--- Prompt 1 ---
In the adder/subtractor description, what value of add_sub selects subtraction?
--- Prompt 2 ---
Reproduce the adder/subtractor description without changes, starting at the words "Addition/subtraction is selected" and stopping after "use carry_out instead.".
═════ Passage
A signed binary integer adder/subtractor, which does arithmetic over
WORD_WIDTH words as a sequence of smaller STEP_WORD_WIDTH operations to
save area and increase operating speed at the price of extra latency.
The main use of this circuit is to avoid CAD problems which can emerge at large integer bit widths (e.g.: 128 bits): the area of added pipeline registers would become quite large, and the CAD tools can fail to retime them completely into the extra-wide adder logic, thus failing to reach a high operating frequency and slowing down the rest of the system. There are notes in the code which point out the critical paths you can expect to see (or not).
Also, if we don't need a result every cycle, regular pipelining is wasteful: it unnecessarily duplicates the input/output data storage, and makes poor use of the adder/subtractor logic (e.g.: the least-significant bits are used once, then sit idle for multiple cycles while the higher bits are computed).
Since the result latency depends on the ratio of WORD_WIDTH to
STEP_WORD_WIDTH and whether that ratio is a whole integer, the inputs are
set with a ready/valid handshake, and can be updated after the output
handshake completes.
Addition/subtraction is selected with add_sub: 0 for an add (A+B), and
1 for a subtract (A-B). This assignment conveniently matches the
convention of sign bits. Note that the overflow bit is only meaningful
for signed numbers. For unsigned numbers, use carry_out instead.
`default_nettype none
module Adder_Subtractor_Binary_Multiprecision
#(
parameter WORD_WIDTH = 0,
parameter STEP_WORD_WIDTH = 0
)
(
input wire clock,
input wire clock_enable,
input wire clear,
input wire input_valid,
output reg input_ready,
input wire add_sub, // 0/1 -> A+B/A-B
input wire [WORD_WIDTH-1:0] A,
input wire [WORD_WIDTH-1:0] B,
output reg output_valid,
input wire output_ready,
output wire [WORD_WIDTH-1:0] sum,
output reg carry_out,
output wire [WORD_WIDTH-1:0] carries,
output reg overflow
);
initial begin
input_ready = 1'b1; // Ready after reset.
output_valid = 1'b0;
carry_out = 1'b0;
overflow = 1'b0;
end
`include "word_count_function.vh"
`include "word_pad_function.vh"
`include "clog2_function.vh"
localparam WORD_ZERO = {WORD_WIDTH{1'b0}};
Compute how many STEP_WORD_WIDTH words we will need to hold
a WORD_WIDTH input. The total width may end up larger, but we will
discard the extra bits at the end.
══════════
═════ Dataset rows
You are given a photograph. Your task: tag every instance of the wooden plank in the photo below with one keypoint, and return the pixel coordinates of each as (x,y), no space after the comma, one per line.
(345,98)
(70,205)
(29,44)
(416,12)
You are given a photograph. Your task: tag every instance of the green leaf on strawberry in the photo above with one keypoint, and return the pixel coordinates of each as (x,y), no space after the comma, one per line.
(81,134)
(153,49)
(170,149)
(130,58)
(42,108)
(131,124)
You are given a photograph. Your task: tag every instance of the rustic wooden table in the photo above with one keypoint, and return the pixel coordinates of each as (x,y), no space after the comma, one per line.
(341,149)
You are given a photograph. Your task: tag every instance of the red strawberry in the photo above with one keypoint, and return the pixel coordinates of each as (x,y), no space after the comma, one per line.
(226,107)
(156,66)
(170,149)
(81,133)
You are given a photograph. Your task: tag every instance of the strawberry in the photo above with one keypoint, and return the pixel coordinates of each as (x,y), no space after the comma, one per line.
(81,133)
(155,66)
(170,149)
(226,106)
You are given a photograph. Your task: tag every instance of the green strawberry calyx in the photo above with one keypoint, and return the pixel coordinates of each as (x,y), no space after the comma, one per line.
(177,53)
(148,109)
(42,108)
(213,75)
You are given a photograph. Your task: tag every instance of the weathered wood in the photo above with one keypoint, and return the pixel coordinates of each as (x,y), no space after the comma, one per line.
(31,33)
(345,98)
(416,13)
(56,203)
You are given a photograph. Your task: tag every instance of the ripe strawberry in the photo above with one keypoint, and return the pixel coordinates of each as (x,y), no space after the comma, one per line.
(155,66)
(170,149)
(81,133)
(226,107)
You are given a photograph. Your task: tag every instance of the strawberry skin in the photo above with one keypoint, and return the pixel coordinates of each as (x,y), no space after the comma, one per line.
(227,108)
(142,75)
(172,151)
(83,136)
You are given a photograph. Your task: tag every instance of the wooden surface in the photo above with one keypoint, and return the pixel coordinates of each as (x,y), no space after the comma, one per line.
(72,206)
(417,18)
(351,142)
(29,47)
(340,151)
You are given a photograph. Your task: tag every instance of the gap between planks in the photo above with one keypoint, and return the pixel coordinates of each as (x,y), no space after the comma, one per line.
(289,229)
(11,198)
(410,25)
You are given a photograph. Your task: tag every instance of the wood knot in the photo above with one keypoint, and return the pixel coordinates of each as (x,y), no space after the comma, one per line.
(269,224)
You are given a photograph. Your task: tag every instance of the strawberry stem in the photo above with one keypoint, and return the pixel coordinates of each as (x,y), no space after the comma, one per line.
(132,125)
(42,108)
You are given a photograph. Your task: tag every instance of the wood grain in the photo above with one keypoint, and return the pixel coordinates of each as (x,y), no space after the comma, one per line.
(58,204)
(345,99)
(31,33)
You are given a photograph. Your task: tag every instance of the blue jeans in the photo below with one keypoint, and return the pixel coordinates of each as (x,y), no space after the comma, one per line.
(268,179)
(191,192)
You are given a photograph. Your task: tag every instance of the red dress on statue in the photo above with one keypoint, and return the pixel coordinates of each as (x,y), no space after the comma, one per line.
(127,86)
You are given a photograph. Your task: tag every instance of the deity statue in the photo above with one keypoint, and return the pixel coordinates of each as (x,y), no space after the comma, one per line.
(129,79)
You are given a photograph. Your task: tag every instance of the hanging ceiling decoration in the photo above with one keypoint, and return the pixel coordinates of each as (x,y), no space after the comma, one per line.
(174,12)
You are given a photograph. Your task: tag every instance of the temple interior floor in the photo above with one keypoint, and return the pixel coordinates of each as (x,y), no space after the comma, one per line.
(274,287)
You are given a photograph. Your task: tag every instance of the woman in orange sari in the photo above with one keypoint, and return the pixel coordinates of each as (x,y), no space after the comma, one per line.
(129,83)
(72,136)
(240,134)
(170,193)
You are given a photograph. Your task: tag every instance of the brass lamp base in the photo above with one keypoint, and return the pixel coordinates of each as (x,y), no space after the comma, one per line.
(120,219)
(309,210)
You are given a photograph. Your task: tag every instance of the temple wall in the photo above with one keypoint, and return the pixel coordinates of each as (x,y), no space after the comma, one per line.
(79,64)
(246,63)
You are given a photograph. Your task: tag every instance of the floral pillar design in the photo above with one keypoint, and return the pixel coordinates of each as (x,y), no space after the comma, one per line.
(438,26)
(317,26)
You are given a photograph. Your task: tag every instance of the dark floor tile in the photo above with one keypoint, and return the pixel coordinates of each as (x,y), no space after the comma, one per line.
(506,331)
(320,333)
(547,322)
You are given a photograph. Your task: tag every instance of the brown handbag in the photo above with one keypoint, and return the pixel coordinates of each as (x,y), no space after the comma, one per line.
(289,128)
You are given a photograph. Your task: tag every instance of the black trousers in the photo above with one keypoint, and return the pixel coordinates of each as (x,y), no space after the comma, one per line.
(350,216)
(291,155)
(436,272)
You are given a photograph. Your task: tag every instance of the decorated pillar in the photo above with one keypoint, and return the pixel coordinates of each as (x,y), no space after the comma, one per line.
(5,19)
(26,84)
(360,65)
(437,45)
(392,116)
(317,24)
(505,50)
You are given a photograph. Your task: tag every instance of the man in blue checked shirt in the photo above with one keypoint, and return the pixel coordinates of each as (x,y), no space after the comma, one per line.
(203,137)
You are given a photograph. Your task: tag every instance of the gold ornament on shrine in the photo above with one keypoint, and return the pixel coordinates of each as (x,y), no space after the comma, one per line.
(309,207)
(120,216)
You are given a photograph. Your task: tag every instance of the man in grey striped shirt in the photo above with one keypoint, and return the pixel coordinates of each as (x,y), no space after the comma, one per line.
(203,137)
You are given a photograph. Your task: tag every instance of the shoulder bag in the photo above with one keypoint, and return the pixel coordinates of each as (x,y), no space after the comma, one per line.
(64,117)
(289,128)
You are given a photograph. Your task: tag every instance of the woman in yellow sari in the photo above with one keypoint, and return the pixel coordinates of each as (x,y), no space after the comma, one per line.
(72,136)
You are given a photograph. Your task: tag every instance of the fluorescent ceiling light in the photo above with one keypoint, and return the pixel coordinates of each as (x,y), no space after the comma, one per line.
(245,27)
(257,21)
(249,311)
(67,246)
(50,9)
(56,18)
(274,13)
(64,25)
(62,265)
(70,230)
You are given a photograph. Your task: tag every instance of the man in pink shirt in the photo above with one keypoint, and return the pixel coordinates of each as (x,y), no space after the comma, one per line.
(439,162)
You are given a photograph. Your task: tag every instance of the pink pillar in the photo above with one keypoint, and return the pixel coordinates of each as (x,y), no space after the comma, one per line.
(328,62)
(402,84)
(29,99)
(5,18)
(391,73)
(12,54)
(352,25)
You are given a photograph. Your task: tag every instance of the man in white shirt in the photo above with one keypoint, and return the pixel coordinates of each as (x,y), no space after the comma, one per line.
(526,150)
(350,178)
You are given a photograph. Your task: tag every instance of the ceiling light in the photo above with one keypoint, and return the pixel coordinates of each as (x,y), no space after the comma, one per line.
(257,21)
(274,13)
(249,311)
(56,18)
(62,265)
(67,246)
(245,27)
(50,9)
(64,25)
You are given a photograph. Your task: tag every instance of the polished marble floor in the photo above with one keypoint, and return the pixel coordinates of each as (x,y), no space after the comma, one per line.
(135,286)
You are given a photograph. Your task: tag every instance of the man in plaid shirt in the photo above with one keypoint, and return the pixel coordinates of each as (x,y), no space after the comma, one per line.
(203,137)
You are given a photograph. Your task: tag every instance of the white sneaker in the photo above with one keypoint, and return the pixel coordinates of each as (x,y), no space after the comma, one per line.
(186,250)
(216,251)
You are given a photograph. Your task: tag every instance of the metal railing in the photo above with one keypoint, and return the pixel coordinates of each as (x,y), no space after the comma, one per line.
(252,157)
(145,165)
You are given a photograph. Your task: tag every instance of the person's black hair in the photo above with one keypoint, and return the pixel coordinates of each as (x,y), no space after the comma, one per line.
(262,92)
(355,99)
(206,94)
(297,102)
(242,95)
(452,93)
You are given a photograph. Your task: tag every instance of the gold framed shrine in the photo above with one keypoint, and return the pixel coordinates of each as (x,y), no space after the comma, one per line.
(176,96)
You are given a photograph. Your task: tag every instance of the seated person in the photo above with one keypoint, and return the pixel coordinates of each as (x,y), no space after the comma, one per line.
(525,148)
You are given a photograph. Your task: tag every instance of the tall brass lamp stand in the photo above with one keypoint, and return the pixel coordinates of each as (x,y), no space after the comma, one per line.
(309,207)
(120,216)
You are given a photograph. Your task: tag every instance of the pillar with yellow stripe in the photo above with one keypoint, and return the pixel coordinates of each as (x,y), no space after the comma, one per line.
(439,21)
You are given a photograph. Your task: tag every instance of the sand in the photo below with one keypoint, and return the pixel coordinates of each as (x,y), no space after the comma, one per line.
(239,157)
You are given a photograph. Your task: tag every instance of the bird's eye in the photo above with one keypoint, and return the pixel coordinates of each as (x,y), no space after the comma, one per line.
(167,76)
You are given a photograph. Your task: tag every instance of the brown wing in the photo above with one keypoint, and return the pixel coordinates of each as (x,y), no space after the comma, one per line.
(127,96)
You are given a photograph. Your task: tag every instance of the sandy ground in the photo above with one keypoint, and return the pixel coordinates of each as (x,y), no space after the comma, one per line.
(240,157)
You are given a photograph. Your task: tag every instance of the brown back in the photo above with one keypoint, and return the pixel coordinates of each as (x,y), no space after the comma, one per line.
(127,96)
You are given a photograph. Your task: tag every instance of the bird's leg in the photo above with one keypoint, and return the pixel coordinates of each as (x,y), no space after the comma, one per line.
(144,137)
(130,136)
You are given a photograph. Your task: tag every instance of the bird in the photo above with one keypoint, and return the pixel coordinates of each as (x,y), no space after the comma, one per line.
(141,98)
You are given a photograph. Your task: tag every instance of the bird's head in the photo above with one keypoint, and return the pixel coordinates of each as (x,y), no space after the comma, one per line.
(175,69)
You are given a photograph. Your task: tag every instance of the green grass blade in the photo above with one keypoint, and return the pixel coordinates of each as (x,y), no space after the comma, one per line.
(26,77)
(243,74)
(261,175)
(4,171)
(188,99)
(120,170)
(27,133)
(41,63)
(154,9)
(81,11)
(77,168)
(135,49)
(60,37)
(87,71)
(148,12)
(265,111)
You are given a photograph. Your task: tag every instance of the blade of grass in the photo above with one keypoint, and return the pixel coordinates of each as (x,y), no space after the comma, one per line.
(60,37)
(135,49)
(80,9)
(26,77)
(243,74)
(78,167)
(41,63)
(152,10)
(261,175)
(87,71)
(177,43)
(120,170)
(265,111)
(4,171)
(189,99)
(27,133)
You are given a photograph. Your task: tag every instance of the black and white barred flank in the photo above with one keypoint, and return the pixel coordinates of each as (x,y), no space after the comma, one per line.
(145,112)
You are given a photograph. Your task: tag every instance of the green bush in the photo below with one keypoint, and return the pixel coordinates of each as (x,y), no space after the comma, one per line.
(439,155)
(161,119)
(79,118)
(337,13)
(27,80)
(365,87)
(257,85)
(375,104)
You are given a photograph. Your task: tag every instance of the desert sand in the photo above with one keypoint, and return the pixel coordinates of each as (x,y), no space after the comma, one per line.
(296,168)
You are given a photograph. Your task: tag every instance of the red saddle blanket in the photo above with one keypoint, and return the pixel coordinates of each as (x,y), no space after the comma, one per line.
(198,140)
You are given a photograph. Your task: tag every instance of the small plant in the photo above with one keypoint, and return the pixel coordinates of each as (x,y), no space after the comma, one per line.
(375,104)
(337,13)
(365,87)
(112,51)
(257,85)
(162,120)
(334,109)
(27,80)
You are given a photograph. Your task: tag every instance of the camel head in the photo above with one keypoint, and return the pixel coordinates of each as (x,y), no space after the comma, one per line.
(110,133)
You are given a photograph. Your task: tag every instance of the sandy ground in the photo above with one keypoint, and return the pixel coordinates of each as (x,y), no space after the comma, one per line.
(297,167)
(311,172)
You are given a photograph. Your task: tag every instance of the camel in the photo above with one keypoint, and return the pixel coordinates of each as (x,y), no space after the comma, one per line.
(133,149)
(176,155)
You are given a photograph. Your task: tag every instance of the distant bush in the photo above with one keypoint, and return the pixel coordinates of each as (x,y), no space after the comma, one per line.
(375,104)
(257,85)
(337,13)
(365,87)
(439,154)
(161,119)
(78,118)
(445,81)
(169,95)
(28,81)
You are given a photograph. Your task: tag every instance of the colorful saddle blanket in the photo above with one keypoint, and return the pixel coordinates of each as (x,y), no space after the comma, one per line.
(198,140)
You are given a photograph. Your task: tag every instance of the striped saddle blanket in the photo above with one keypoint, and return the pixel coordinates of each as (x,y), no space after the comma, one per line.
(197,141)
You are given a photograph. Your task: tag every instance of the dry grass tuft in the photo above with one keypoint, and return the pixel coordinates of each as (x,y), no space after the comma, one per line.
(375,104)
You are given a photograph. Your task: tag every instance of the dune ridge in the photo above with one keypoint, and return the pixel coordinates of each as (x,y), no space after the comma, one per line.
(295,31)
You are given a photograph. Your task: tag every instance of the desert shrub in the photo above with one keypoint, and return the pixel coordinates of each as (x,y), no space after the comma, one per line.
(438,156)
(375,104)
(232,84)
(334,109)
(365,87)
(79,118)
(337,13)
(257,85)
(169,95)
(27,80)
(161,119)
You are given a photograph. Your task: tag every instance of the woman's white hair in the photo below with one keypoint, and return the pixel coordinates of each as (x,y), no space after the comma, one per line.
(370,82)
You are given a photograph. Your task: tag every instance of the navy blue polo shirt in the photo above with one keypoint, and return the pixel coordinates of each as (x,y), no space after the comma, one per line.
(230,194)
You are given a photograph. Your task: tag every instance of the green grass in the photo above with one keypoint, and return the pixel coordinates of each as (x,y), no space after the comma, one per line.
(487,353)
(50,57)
══════════
--- Right answer 1 ---
A value of 1 selects subtraction (A-B).

--- Right answer 2 ---
Addition/subtraction is selected with add_sub: 0 for an add (A+B), and
1 for a subtract (A-B). This assignment conveniently matches the
convention of sign bits. Note that the overflow bit is only meaningful
for signed numbers. For unsigned numbers, use carry_out instead.